= INSTRUCTIONS FOR THE TASK =
Rewrite the rows from the line containing "Check that each instance of the white cloud" through the last row below, changing "white cloud" to "gray cloud" and leaving everything else unchanged.

Part of a data file:
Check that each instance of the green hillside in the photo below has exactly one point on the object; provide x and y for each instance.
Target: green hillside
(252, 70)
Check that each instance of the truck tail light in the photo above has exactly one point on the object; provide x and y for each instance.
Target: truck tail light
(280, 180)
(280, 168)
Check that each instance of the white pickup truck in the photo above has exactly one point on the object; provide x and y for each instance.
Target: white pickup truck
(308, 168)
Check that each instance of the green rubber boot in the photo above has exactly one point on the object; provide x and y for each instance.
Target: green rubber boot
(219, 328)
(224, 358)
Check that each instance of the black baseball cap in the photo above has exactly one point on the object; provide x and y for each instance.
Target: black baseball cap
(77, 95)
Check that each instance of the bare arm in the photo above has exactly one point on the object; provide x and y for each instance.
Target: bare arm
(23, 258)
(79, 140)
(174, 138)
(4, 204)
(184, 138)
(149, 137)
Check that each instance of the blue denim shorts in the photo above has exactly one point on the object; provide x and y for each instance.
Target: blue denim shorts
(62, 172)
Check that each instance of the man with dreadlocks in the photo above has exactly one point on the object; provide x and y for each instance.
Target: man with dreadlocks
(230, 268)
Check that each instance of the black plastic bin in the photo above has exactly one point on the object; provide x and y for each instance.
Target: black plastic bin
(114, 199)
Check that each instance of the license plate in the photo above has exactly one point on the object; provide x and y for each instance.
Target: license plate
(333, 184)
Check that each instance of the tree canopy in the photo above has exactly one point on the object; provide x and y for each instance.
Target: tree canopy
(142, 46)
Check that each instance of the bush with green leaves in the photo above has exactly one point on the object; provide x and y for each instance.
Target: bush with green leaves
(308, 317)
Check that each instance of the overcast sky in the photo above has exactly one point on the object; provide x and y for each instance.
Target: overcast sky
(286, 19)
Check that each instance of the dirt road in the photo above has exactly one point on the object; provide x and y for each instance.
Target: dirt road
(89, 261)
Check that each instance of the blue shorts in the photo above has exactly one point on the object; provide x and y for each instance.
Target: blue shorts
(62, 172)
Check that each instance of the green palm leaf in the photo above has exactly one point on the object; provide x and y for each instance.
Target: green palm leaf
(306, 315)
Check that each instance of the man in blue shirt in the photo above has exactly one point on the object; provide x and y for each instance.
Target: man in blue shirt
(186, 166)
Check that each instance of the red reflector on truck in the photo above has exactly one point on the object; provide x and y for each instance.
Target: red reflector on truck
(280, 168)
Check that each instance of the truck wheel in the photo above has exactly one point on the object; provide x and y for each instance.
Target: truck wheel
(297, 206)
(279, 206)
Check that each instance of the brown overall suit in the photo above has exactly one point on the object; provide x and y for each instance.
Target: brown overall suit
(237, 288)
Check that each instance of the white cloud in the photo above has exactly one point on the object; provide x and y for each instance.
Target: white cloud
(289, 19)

= RESULT OF THIS TASK =
Check that each instance of the gray cloud in the photo above has exactly one point on the object; provide x and y for each instance.
Target: gray cloud
(289, 19)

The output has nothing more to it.